Start Material for this exercise

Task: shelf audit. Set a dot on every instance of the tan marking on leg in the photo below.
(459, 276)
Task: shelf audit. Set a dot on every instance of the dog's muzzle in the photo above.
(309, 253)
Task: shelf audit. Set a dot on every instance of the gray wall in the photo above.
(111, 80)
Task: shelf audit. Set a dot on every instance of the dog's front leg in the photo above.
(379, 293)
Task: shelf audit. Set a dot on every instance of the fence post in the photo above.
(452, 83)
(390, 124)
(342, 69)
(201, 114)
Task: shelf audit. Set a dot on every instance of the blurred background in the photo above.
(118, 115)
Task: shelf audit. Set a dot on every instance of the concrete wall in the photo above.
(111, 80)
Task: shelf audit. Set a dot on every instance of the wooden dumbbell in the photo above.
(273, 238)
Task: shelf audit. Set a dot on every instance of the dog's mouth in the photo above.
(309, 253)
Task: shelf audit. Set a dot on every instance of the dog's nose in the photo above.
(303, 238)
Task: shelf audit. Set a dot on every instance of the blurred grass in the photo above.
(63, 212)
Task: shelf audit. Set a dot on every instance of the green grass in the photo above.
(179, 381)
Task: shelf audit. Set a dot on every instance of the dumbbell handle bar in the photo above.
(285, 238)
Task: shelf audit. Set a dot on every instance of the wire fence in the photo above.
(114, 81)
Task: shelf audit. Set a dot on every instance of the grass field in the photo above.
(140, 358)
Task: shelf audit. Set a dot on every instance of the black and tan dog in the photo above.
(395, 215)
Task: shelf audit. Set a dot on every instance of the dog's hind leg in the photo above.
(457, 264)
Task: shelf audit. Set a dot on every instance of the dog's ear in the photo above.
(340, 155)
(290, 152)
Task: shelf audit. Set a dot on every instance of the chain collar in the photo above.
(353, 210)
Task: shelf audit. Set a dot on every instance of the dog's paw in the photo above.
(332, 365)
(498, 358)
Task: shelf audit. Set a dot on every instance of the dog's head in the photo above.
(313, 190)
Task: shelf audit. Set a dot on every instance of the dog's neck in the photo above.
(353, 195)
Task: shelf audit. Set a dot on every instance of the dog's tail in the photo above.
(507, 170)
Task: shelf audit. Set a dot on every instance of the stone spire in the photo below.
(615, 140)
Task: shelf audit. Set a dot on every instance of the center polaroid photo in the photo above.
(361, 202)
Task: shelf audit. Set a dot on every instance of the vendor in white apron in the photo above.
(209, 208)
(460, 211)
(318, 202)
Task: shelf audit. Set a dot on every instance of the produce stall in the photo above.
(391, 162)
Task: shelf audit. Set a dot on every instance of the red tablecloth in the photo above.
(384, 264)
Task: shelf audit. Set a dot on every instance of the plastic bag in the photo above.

End Material for this exercise

Exercise brief - Please rewrite every record above as a numbered list, one line per item, leaving out any blank lines.

Exercise result -
1. Task: shelf audit. Set a dot on every instance of the tan marking on leg in the photo below.
2. (459, 276)
3. Task: shelf audit. Set a dot on every instance of the dog's muzzle in the photo above.
4. (309, 253)
5. Task: shelf audit. Set a dot on every instance of the gray wall in the photo above.
6. (111, 80)
7. Task: shelf audit. Set a dot on every instance of the dog's front leg in the photo above.
8. (379, 293)
9. Task: shelf audit. Set a dot on every instance of the fence post in the photo above.
10. (452, 83)
11. (390, 124)
12. (342, 69)
13. (201, 114)
14. Task: shelf audit. Set a dot on every instance of the blurred background in the photo above.
15. (118, 115)
16. Task: shelf audit. Set a dot on every instance of the concrete wall in the photo above.
17. (111, 80)
18. Task: shelf audit. Set a dot on every instance of the wooden dumbbell in the photo above.
19. (273, 238)
20. Task: shelf audit. Set a dot on every instance of the dog's mouth in the photo above.
21. (309, 253)
22. Task: shelf audit. Set a dot on every instance of the dog's nose in the photo above.
23. (303, 238)
24. Task: shelf audit. Set a dot on every instance of the blurred grass in the photo above.
25. (63, 212)
26. Task: shelf audit. Set a dot on every instance of the green grass in the photo above.
27. (179, 381)
28. Task: shelf audit. Set a dot on every instance of the dumbbell handle bar in the photo above.
29. (285, 238)
30. Task: shelf audit. Set a dot on every instance of the wire fence in the photo above.
31. (114, 81)
32. Task: shelf audit. Set a dot on every instance of the grass field in the photo above.
33. (140, 358)
34. Task: shelf audit. Set a dot on every instance of the black and tan dog in the photo above.
35. (395, 215)
36. Task: shelf audit. Set a dot on every instance of the dog's hind leg in the photo above.
37. (457, 264)
38. Task: shelf audit. Set a dot on every instance of the dog's ear in the photo above.
39. (340, 155)
40. (290, 152)
41. Task: shelf audit. Set a dot on every instance of the chain collar in the photo above.
42. (353, 210)
43. Task: shelf audit. Set a dot on every instance of the dog's paw in the photo above.
44. (332, 365)
45. (498, 358)
46. Task: shelf audit. Set a dot on every instance of the dog's head in the photo above.
47. (313, 190)
48. Task: shelf audit. Set a dot on every instance of the dog's neck in the photo above.
49. (353, 195)
50. Task: shelf audit. Set a dot on every instance of the dog's tail in the photo above.
51. (507, 170)
52. Task: shelf audit. Set a dot on every instance of the stone spire in the photo below.
53. (615, 140)
54. Task: shelf audit. Set a dot on every instance of the center polaroid photo in the photo above.
55. (361, 202)
56. Task: shelf audit. Set a dot on every instance of the vendor in white apron in the photo above.
57. (209, 208)
58. (460, 211)
59. (318, 202)
60. Task: shelf audit. Set a dot on every instance of the produce stall in the photo above.
61. (391, 162)
62. Task: shelf audit. Set a dot on every instance of the red tablecloth in the photo above.
63. (384, 264)
64. Task: shelf audit. Set a dot on every instance of the plastic bag in the photo above.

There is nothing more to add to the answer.